*** INFORMATION SHOWN ***
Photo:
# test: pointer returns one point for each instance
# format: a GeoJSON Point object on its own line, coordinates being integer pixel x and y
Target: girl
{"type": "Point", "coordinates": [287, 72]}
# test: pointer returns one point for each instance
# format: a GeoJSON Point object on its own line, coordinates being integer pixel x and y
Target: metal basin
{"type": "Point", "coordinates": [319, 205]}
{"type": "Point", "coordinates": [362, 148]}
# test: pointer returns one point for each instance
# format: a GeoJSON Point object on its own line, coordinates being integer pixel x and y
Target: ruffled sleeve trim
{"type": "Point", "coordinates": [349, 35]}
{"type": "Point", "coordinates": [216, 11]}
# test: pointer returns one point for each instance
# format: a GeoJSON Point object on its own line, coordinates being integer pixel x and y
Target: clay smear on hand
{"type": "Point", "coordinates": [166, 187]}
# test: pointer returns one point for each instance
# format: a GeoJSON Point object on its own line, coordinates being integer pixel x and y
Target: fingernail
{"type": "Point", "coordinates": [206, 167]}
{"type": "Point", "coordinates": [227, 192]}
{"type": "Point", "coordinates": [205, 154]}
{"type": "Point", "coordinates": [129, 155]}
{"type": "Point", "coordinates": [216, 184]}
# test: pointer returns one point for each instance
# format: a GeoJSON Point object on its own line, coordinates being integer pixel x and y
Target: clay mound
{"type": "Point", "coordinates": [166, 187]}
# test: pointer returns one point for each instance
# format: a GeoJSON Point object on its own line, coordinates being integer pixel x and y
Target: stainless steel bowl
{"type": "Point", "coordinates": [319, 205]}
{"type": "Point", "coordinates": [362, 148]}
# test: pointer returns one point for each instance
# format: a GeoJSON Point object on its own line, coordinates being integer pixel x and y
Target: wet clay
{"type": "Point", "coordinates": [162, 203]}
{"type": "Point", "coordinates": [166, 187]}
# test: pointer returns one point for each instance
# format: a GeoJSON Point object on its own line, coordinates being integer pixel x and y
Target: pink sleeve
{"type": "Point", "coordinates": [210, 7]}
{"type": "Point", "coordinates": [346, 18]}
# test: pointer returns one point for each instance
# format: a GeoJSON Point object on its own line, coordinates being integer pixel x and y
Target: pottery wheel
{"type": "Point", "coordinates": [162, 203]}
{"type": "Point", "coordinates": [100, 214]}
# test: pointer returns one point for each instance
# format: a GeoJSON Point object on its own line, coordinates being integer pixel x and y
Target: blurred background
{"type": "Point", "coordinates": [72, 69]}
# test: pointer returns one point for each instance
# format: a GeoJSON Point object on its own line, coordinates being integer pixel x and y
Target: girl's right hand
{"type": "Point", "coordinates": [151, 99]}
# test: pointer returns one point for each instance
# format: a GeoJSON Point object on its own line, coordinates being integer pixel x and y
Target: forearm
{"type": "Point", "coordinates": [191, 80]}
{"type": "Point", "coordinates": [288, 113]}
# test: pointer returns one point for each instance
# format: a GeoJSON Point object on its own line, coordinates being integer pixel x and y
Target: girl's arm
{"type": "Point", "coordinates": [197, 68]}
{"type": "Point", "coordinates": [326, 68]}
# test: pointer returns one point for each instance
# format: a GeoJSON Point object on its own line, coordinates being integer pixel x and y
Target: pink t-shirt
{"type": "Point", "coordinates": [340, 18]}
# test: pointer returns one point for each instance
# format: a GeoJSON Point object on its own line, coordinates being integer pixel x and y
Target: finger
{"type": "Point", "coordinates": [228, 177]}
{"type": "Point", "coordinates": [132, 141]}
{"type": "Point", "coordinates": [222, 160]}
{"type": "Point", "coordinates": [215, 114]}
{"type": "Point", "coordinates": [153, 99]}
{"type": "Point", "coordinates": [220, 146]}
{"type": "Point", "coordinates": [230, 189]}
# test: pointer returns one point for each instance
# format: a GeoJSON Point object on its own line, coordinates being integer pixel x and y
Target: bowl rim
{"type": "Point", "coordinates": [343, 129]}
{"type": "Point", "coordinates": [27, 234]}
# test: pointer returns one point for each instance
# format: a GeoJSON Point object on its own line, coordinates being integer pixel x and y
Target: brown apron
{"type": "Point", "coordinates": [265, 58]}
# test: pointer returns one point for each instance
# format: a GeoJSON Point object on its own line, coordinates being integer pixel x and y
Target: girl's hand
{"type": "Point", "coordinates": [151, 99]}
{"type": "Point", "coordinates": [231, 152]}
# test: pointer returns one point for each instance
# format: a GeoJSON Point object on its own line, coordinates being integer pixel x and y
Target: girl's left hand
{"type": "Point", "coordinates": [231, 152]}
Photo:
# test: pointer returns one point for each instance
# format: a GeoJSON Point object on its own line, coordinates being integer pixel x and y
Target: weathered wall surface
*** End of INFORMATION SHOWN ***
TASK TO CARRY OUT
Return the records exactly, every line included.

EXERCISE RESULT
Photo:
# test: pointer returns one point for each instance
# format: a GeoJSON Point object on its own line, coordinates being integer pixel x and y
Target: girl
{"type": "Point", "coordinates": [287, 72]}
# test: pointer returns one point for each instance
# format: a GeoJSON Point object on its own line, coordinates being integer pixel x and y
Target: metal basin
{"type": "Point", "coordinates": [319, 205]}
{"type": "Point", "coordinates": [362, 148]}
# test: pointer returns one point for each instance
# format: a GeoJSON Point object on its own line, coordinates being integer pixel x and y
Target: ruffled sleeve trim
{"type": "Point", "coordinates": [349, 35]}
{"type": "Point", "coordinates": [216, 11]}
# test: pointer returns one point for each instance
# format: a GeoJSON Point object on its own line, coordinates being integer pixel x and y
Target: clay smear on hand
{"type": "Point", "coordinates": [166, 187]}
# test: pointer returns one point for each instance
# format: a GeoJSON Point object on its own line, coordinates being integer pixel x and y
Target: fingernail
{"type": "Point", "coordinates": [206, 167]}
{"type": "Point", "coordinates": [227, 192]}
{"type": "Point", "coordinates": [205, 154]}
{"type": "Point", "coordinates": [129, 155]}
{"type": "Point", "coordinates": [216, 184]}
# test: pointer returns one point for each instance
# format: a GeoJSON Point object on its own line, coordinates being integer pixel x and y
Target: clay mound
{"type": "Point", "coordinates": [166, 187]}
# test: pointer returns one point for each instance
# format: a GeoJSON Point object on its own line, coordinates being integer pixel x and y
Target: stainless steel bowl
{"type": "Point", "coordinates": [319, 205]}
{"type": "Point", "coordinates": [362, 148]}
# test: pointer returns one point for each instance
# format: a GeoJSON Point object on its own line, coordinates being integer pixel x and y
Target: wet clay
{"type": "Point", "coordinates": [162, 203]}
{"type": "Point", "coordinates": [166, 187]}
# test: pointer returns one point for each instance
# format: a GeoJSON Point object on its own line, coordinates being integer pixel x and y
Target: pink sleeve
{"type": "Point", "coordinates": [210, 7]}
{"type": "Point", "coordinates": [346, 18]}
# test: pointer returns one point for each instance
# format: a GeoJSON Point object on its own line, coordinates being integer pixel x and y
Target: pottery wheel
{"type": "Point", "coordinates": [162, 203]}
{"type": "Point", "coordinates": [100, 214]}
# test: pointer returns one point for each instance
# format: a GeoJSON Point object on its own line, coordinates being integer pixel x and y
Target: blurred background
{"type": "Point", "coordinates": [72, 69]}
# test: pointer returns one point for each instance
# format: a GeoJSON Point object on its own line, coordinates being integer pixel x and y
Target: girl's right hand
{"type": "Point", "coordinates": [151, 99]}
# test: pointer returns one point for each instance
# format: a GeoJSON Point object on its own line, coordinates being integer pixel x and y
Target: forearm
{"type": "Point", "coordinates": [191, 80]}
{"type": "Point", "coordinates": [288, 113]}
# test: pointer returns one point for each instance
# format: a GeoJSON Point object on its own line, coordinates being integer pixel x and y
Target: girl's arm
{"type": "Point", "coordinates": [197, 68]}
{"type": "Point", "coordinates": [326, 68]}
# test: pointer returns one point for each instance
# format: a GeoJSON Point object on its own line, coordinates being integer pixel x and y
Target: pink t-shirt
{"type": "Point", "coordinates": [340, 18]}
# test: pointer returns one point for each instance
# format: a GeoJSON Point object on its own line, coordinates being integer pixel x and y
Target: finger
{"type": "Point", "coordinates": [228, 177]}
{"type": "Point", "coordinates": [132, 141]}
{"type": "Point", "coordinates": [222, 160]}
{"type": "Point", "coordinates": [215, 114]}
{"type": "Point", "coordinates": [153, 99]}
{"type": "Point", "coordinates": [220, 146]}
{"type": "Point", "coordinates": [230, 189]}
# test: pointer returns one point for each instance
# format: a GeoJSON Point object on its own line, coordinates being integer pixel x and y
Target: bowl rim
{"type": "Point", "coordinates": [343, 129]}
{"type": "Point", "coordinates": [27, 234]}
# test: pointer returns one point for each instance
# format: a GeoJSON Point object on its own line, coordinates being integer pixel x and y
Target: brown apron
{"type": "Point", "coordinates": [265, 58]}
# test: pointer returns one point for each instance
# format: a GeoJSON Point object on its own line, coordinates being integer pixel x and y
Target: girl's hand
{"type": "Point", "coordinates": [151, 99]}
{"type": "Point", "coordinates": [231, 152]}
# test: pointer returns one point for each instance
# format: a GeoJSON Point object on its own line, coordinates being integer pixel x and y
Target: girl's left hand
{"type": "Point", "coordinates": [231, 152]}
Photo:
# test: pointer returns one point for each instance
# format: a GeoJSON Point object on its own line, coordinates being integer pixel x and y
Target: weathered wall surface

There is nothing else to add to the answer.